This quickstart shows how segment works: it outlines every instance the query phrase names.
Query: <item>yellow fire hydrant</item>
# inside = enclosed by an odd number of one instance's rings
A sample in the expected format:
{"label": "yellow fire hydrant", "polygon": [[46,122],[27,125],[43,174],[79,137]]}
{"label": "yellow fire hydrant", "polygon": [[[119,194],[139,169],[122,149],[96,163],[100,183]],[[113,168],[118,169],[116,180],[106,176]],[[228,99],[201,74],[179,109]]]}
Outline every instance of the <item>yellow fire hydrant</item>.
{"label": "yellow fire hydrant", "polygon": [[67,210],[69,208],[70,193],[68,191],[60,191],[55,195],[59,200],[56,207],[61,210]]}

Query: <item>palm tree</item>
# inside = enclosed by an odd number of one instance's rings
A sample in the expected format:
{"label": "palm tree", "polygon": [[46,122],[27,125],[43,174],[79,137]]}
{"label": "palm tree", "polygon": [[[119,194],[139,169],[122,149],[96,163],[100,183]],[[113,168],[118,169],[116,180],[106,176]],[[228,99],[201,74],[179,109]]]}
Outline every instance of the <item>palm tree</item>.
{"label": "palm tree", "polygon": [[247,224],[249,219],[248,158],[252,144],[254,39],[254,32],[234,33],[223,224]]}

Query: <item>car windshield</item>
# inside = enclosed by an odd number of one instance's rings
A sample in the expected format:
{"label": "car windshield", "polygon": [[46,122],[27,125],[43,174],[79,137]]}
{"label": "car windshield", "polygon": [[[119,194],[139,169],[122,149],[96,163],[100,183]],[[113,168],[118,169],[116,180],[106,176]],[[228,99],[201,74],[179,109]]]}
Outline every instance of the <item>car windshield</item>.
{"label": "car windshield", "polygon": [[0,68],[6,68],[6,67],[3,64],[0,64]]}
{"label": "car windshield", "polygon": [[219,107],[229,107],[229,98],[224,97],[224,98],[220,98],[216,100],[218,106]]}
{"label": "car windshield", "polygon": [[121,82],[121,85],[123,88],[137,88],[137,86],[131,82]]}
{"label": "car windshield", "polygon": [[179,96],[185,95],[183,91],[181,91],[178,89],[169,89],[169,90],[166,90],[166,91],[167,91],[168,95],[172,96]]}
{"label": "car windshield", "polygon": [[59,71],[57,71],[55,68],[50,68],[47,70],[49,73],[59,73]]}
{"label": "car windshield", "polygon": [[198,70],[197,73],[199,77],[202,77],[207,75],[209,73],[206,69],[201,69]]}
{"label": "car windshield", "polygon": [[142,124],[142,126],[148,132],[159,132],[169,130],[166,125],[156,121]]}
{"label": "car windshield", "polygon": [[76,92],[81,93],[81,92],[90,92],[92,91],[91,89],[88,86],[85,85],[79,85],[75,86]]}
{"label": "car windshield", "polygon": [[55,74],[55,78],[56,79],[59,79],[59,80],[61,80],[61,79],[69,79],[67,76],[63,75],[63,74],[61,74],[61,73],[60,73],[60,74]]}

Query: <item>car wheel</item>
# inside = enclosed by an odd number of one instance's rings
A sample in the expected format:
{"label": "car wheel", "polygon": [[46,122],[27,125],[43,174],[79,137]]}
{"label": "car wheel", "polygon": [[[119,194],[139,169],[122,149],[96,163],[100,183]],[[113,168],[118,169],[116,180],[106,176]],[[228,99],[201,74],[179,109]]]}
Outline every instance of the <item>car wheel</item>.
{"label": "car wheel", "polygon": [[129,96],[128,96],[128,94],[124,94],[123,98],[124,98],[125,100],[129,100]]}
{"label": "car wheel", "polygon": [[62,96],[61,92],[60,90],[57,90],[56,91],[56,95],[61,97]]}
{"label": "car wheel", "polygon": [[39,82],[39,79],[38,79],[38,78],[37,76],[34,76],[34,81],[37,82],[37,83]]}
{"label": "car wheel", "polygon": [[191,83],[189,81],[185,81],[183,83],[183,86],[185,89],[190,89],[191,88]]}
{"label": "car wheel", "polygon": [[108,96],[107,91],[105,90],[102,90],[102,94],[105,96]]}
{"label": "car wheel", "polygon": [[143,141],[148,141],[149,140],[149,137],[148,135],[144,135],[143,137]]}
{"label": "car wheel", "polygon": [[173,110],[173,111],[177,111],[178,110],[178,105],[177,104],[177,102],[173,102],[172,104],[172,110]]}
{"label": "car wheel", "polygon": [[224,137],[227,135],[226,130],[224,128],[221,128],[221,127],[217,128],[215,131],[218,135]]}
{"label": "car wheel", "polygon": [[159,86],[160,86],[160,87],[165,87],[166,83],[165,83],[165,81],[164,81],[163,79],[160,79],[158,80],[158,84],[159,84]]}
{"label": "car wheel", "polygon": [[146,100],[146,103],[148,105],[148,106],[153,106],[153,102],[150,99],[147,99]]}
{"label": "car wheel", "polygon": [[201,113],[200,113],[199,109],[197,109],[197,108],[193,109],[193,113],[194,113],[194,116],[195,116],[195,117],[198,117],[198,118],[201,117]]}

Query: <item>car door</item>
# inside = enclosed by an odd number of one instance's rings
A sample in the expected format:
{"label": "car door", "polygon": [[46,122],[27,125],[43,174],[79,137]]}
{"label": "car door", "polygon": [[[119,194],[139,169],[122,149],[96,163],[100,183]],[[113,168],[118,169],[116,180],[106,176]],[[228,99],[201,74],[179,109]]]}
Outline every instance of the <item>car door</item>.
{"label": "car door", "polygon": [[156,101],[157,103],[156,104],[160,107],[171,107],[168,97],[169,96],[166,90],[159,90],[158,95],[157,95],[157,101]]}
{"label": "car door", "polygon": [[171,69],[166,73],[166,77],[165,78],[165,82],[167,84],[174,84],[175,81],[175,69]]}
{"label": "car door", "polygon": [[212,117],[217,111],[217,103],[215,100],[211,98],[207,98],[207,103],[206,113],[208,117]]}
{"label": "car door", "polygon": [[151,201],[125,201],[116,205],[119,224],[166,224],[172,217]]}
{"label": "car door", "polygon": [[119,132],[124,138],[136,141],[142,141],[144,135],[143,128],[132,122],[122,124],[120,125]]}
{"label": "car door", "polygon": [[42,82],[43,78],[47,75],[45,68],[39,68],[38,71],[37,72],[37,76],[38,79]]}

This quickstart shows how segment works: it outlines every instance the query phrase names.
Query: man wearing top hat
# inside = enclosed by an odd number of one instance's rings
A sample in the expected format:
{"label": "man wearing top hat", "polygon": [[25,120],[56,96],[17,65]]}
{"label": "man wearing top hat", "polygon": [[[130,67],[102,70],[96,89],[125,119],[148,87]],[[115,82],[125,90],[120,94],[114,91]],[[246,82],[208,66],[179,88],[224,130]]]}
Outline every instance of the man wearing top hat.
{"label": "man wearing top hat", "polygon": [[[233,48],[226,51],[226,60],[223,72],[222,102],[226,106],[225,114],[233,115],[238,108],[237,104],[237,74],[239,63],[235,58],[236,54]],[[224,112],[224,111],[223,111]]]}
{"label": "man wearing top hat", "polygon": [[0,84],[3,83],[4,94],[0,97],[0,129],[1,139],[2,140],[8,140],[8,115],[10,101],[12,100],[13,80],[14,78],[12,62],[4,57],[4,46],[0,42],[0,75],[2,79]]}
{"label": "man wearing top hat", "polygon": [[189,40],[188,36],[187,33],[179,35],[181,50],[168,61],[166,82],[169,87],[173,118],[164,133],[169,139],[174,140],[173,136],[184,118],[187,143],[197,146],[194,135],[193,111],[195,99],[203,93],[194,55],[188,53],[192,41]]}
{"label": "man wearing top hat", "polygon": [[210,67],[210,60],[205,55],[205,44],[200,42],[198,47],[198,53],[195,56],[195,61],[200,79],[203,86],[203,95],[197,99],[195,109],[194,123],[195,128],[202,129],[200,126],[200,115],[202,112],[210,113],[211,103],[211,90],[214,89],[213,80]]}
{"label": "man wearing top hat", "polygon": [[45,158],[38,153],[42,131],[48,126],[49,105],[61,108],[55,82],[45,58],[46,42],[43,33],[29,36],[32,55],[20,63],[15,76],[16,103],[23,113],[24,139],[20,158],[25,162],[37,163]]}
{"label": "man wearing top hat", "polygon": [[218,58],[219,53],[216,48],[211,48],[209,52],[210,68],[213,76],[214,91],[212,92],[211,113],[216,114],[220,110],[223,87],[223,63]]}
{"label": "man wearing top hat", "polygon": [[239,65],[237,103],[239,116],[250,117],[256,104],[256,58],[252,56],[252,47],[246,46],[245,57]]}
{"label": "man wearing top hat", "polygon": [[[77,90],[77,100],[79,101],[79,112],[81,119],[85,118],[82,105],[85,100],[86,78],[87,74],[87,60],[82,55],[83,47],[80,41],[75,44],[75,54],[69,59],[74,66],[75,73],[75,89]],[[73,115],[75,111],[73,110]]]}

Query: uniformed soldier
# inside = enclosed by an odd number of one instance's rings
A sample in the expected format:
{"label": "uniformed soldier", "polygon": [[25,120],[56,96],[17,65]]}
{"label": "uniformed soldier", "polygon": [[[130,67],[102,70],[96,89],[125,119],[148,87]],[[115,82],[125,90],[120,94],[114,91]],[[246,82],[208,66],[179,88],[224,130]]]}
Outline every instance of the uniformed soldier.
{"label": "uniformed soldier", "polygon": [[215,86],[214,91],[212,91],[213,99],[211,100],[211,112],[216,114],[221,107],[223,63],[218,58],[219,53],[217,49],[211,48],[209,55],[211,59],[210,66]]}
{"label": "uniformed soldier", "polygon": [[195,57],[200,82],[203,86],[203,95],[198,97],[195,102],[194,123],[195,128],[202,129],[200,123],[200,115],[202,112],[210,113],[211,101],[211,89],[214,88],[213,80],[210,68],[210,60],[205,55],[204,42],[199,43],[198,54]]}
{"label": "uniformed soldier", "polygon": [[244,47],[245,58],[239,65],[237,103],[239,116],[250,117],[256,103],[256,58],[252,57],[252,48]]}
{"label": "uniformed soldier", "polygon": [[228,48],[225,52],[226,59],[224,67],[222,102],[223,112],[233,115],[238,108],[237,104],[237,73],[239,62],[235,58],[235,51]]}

◆ WHAT THE EXERCISE ASKS: Transcribe, word for word, every line from the one containing "Query: uniformed soldier" through the final line of the entries, and nothing else.

◆ ANSWER TO THIS EXERCISE:
Query: uniformed soldier
# inside = enclosed by an odd number of one instance's rings
A sample in the expected format:
{"label": "uniformed soldier", "polygon": [[25,120],[56,96],[17,65]]}
{"label": "uniformed soldier", "polygon": [[[130,67],[102,70],[96,89],[125,119],[148,87]],[[115,82],[125,90],[120,94],[114,91]],[[246,82],[208,66],[179,88],[224,130]]]}
Outline every instance of the uniformed soldier.
{"label": "uniformed soldier", "polygon": [[215,86],[214,91],[212,91],[213,99],[211,100],[211,112],[216,114],[221,107],[223,63],[218,58],[219,53],[217,49],[211,48],[209,55],[211,59],[210,66]]}
{"label": "uniformed soldier", "polygon": [[195,57],[200,82],[203,86],[203,95],[198,97],[195,102],[194,123],[195,128],[202,129],[200,123],[200,115],[202,112],[210,113],[211,101],[211,89],[214,88],[213,80],[210,68],[210,60],[205,55],[204,42],[199,43],[198,54]]}
{"label": "uniformed soldier", "polygon": [[244,47],[245,58],[239,65],[237,103],[239,116],[250,117],[256,103],[256,58],[252,57],[252,48]]}
{"label": "uniformed soldier", "polygon": [[228,48],[225,52],[226,59],[224,67],[222,102],[223,112],[233,115],[238,108],[237,104],[237,73],[239,62],[235,58],[235,51]]}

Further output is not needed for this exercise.